▶ [Text excerpt]
▬▬▬▬▬▬▬▬▬▬
The cable said U.S. Embassy officials were ordered to supply details of the planned sale to Chinese officials and urge them to “thoroughly investigate the transfer and the entities involved” and share the results.
The Iranians involved were “linked to Iran’s DIO” that was sanctioned under U.N. Security Council resolutions (UNSCR).
The cable said that U.S. officials were to tell the Chinese that “given Iran’s continuing nuclear and missile related activities, now is not the time for business as usual with Iran.”
In diplomatic talking points, the cable disclosed that the Chinese sale includes about 25 metric tons of maraging steel and that an invoice identified the shipment as “maraging steel rods with a diameter of 38.1 mm and 450.2 millimeters long.”
The specifications also listed the grade of the steel and said it would be packed in “seaworthy standard wooden boxes.”
The price of the shipment was $75.55 per kilogram, and 50 percent of the payment was to be made by wire transfer in advance with the remaining 50 percent “by cash at delivery, to be paid after the cargo has been received and the quality and quantity confirmed,” the cable said.
The delivery was to be made 80 to 140 days from the first payment and shipped from “any Chinese port.”
“We believe that other deals are also being discussed between these parties, possibly involving other forms of maraging steel,” the cable said.
“Although the solid maraging steel rods described previously are not explicitly controlled [on international agreement] lists, the circumstances surrounding this case, i.e., deceptive practices involving a proscribed entity and prospects for further deals between the parties, suggest that the transfer of this material would be inconsistent with China’s obligations under UNSCR 1737,” the cable said.
The cable said the “proliferation related activities” of the Chinese company were discussed with China’s government “on a number of occasions” and that the company “could be sanctioned under U.S. law for these activities.”
▬▬▬▬▬▬▬▬▬▬
▶ [Prompt]
Please continue the excerpt about the cable on China's sale of maraging steel to Iranians from where it stops.

[Records from a data collection]
▬▬▬▬▬▬▬▬▬▬
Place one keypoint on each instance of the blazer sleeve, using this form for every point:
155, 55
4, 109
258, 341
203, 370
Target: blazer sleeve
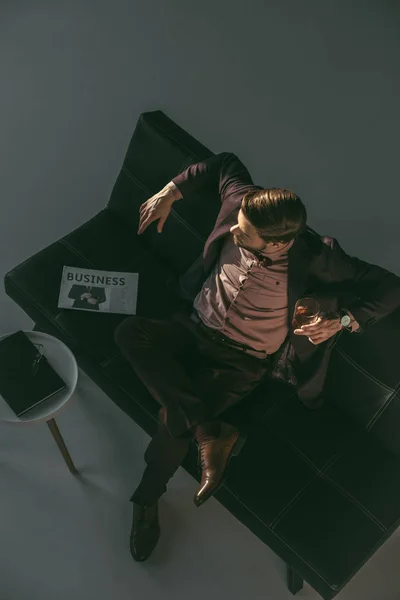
221, 173
376, 288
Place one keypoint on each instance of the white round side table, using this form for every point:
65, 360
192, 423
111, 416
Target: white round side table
64, 363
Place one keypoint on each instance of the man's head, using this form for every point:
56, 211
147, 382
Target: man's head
269, 219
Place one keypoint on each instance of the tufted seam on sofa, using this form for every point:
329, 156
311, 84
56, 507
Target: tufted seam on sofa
363, 371
280, 538
382, 409
321, 473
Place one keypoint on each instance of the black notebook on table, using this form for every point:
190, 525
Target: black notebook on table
26, 377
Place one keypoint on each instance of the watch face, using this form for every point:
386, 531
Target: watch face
345, 320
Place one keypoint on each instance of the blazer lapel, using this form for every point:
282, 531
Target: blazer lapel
300, 256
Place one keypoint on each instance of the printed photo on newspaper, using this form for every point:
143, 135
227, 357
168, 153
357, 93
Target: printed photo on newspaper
104, 291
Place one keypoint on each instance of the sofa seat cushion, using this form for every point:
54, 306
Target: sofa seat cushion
303, 481
101, 243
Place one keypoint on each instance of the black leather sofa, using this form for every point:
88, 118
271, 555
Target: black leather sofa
320, 487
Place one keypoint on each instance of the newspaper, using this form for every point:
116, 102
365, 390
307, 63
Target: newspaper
104, 291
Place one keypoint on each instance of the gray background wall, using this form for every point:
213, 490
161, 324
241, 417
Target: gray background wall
307, 95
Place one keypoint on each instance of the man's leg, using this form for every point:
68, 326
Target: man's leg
163, 457
157, 350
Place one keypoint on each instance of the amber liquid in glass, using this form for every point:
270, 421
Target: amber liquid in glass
303, 316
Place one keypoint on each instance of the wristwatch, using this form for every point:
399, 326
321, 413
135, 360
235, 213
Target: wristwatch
344, 319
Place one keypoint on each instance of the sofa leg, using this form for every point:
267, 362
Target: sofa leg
295, 582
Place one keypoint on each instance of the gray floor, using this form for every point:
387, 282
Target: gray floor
308, 98
66, 536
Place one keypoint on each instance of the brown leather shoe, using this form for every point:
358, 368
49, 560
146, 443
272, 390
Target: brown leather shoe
145, 531
214, 456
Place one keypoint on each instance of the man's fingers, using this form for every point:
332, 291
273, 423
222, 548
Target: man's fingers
143, 224
311, 325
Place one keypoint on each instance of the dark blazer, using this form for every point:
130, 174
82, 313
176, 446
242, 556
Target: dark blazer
96, 292
318, 266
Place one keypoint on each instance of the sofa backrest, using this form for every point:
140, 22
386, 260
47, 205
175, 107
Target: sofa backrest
364, 373
158, 151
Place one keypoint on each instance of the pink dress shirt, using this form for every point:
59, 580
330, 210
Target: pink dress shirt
245, 297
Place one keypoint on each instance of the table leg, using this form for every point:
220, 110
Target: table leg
61, 444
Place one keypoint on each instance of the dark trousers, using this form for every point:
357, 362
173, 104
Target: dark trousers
193, 375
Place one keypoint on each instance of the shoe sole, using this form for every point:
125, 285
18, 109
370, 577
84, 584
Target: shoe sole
236, 448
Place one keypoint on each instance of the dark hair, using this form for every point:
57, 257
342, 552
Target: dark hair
277, 214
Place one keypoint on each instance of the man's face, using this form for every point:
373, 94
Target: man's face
245, 236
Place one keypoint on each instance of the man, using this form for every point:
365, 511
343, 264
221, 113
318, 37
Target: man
258, 261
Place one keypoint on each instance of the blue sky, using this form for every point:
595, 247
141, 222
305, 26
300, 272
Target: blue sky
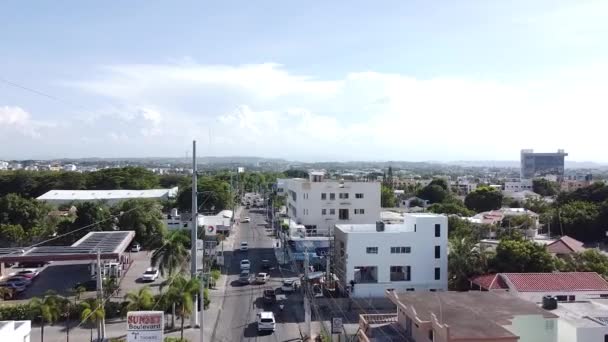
317, 80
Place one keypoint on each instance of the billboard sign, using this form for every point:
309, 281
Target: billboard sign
145, 326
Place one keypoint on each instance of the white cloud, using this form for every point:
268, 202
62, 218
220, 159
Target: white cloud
266, 110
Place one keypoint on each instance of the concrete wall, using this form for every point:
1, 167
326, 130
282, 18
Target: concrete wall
421, 259
309, 204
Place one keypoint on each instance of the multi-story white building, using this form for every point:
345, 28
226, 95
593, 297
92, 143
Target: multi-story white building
411, 256
319, 204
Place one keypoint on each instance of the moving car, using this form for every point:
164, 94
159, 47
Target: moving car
270, 296
28, 273
244, 277
89, 285
266, 321
151, 274
261, 278
289, 285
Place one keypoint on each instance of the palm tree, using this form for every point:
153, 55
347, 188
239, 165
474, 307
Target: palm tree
464, 262
173, 253
48, 309
181, 294
143, 299
92, 312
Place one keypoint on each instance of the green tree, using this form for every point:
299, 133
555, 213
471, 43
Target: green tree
387, 197
484, 198
579, 220
12, 235
465, 261
433, 193
545, 187
143, 216
47, 309
521, 256
92, 312
173, 253
139, 300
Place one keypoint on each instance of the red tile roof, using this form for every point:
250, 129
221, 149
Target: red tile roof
490, 282
565, 245
560, 281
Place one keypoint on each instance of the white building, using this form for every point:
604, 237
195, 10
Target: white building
319, 204
17, 331
111, 197
406, 257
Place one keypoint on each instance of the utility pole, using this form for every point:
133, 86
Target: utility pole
194, 233
304, 286
101, 326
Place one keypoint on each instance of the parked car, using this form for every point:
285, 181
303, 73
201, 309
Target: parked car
266, 321
262, 278
89, 285
245, 264
28, 273
244, 277
151, 274
289, 285
270, 296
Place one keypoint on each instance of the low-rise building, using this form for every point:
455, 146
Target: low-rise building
459, 316
18, 331
411, 256
566, 286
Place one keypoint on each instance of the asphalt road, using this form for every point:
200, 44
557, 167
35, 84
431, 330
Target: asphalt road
237, 321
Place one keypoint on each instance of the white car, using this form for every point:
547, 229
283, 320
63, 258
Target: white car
289, 285
266, 321
151, 274
262, 278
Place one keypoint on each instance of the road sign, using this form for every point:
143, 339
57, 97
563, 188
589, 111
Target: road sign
336, 325
145, 326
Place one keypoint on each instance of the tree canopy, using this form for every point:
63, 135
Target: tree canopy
483, 198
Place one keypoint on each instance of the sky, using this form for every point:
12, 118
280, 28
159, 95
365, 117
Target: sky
311, 81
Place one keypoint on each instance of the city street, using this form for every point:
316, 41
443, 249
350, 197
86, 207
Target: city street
237, 320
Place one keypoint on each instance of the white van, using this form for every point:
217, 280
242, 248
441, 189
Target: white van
266, 321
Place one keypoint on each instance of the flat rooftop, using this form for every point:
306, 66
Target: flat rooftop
474, 315
110, 244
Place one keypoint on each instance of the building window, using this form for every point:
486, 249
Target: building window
401, 250
343, 214
400, 273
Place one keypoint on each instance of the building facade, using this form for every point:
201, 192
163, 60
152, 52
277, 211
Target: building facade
542, 164
319, 204
411, 256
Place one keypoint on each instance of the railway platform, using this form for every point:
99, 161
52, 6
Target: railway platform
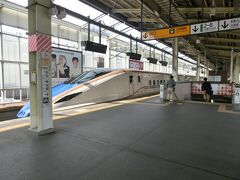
129, 139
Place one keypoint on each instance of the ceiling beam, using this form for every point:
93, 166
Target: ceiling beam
149, 20
206, 10
220, 53
220, 39
220, 46
127, 10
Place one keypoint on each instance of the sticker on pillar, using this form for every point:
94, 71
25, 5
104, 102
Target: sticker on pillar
45, 56
45, 86
39, 43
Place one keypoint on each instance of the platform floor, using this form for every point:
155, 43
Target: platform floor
141, 140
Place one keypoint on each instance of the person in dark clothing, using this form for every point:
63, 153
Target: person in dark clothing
207, 90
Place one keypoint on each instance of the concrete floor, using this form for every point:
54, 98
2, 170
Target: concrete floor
141, 141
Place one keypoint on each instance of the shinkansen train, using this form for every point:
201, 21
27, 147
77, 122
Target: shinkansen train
102, 85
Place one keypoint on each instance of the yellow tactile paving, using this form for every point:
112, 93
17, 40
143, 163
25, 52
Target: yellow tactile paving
222, 108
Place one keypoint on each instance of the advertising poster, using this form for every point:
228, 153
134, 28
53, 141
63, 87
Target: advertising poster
135, 64
218, 89
237, 95
65, 64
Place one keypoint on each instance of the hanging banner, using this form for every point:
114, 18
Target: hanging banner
166, 33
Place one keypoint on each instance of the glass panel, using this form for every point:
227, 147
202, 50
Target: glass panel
10, 48
23, 49
24, 75
11, 75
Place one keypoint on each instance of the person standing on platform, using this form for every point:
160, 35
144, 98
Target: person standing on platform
170, 88
207, 90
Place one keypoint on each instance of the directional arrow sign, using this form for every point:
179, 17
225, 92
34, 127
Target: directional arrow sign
229, 24
195, 29
166, 32
204, 27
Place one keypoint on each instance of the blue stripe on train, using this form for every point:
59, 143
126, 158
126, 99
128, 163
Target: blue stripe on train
58, 89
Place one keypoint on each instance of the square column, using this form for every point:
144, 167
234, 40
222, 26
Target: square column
175, 59
237, 70
39, 27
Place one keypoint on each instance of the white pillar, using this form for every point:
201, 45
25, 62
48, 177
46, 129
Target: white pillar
175, 59
39, 25
237, 70
231, 66
198, 67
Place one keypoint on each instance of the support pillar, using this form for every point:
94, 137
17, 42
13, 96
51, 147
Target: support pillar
206, 62
237, 70
175, 59
198, 67
231, 66
39, 27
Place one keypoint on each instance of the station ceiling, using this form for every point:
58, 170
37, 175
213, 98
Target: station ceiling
163, 13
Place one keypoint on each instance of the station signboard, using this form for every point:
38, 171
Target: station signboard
229, 24
166, 33
204, 27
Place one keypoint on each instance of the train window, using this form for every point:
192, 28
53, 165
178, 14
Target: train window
130, 79
139, 78
150, 82
69, 97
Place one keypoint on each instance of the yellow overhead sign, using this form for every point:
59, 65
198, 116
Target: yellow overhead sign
166, 32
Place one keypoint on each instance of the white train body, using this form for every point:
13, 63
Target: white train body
114, 85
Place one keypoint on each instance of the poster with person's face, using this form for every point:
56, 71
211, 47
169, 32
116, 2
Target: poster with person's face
65, 64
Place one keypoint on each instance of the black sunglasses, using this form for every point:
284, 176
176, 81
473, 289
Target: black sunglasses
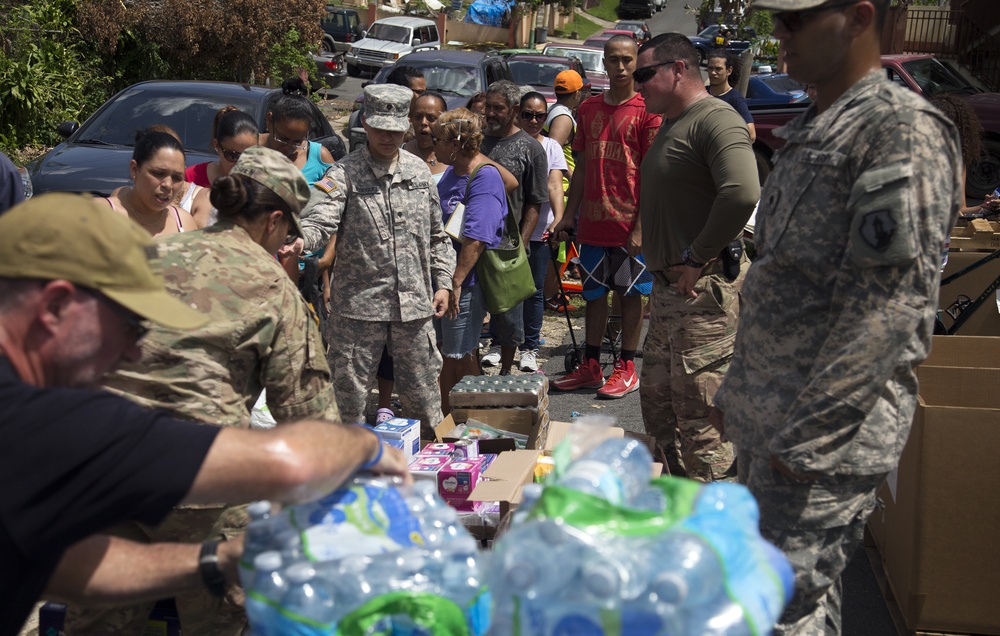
793, 21
646, 73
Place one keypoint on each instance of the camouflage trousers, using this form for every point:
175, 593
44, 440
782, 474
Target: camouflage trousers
355, 350
200, 612
685, 356
818, 526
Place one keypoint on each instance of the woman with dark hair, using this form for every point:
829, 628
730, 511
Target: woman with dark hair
457, 136
261, 335
288, 131
157, 172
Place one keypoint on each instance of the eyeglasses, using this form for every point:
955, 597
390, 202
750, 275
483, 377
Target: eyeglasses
793, 21
134, 322
231, 155
646, 73
291, 143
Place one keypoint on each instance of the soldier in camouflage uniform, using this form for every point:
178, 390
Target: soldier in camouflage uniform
698, 188
261, 336
839, 305
394, 262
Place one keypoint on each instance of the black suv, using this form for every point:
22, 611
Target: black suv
341, 27
457, 75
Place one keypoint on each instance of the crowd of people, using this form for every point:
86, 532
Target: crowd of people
793, 374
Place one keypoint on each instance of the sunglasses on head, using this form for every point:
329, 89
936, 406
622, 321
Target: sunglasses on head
794, 20
646, 73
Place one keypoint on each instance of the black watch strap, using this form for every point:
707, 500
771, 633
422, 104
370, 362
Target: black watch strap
211, 573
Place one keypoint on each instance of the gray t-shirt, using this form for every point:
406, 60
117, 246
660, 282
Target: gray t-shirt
525, 158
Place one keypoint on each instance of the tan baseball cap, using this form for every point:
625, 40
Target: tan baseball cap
277, 173
72, 237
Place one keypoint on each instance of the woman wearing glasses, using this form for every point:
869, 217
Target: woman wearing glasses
260, 335
157, 172
288, 131
233, 131
457, 136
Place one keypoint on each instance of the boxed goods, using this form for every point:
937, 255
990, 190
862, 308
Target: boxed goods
935, 527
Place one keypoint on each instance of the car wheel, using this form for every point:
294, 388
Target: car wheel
763, 165
984, 175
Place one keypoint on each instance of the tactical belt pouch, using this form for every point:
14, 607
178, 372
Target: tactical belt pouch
730, 258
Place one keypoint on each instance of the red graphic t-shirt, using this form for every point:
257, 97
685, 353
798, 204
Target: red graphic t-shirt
614, 140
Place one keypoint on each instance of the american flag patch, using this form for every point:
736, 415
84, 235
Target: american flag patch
326, 185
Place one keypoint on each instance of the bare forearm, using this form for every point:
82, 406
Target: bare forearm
104, 570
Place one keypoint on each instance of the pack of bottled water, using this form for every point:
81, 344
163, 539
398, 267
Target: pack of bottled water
373, 557
603, 549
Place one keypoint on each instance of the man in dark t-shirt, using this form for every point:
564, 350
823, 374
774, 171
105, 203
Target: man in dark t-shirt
720, 84
77, 280
524, 157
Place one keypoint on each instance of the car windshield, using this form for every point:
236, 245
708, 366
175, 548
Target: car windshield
190, 115
535, 73
455, 79
933, 77
591, 59
389, 32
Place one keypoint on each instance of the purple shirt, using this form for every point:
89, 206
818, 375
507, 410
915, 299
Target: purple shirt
485, 209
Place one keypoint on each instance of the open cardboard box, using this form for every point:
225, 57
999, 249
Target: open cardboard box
936, 530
▬▬▬▬▬▬▬▬▬▬
▶ [Result of the task]
The indictment stated that a front company of LIMMT called SC (Dalian) Industry & Trade Co. sold Iran 25 tons of maraging steel. The buyer was identified as the Amin Industrial Complex, which has two addresses, a telephone number and a fax number identical to those of Khorasan Metallurgy, an Iranian firm that, according to the United Nations, produces centrifuge parts. Khorasan is linked to Iran’s Ministry of Defense and has been sanctioned by the European Union and the United Nations.
Mr. Li was identified by prosecutors as the manager of LIMMT, who was sanctioned by the Treasury Department in 2006 for sales of weapons-of-mass- destruction goods to Iran.
The company also was charged with selling Iran tungsten used in missile parts, graphite cylinders used in centrifuges and other nuclear arms uses, and high-strength aluminum also used in manufacturing centrifuges.
The indictment stated that Mr. Li on June 16, 2008, sent an invoice to an agent of Iran’s Amin Industrial Complex, described as “a subsidiary of the DIO in Iran.”
The invoice was on SC (Dalian) Industry and Trade Co. Ltd. letterhead for 24,500 kilograms of maraging steel rods for more than 1,440,000.00 euros.
“This maraging steel, in the dimensions and DIN grade specified in this particular invoice, is controlled for export internationally by the Nuclear Supplier’s Group,” the indictment said.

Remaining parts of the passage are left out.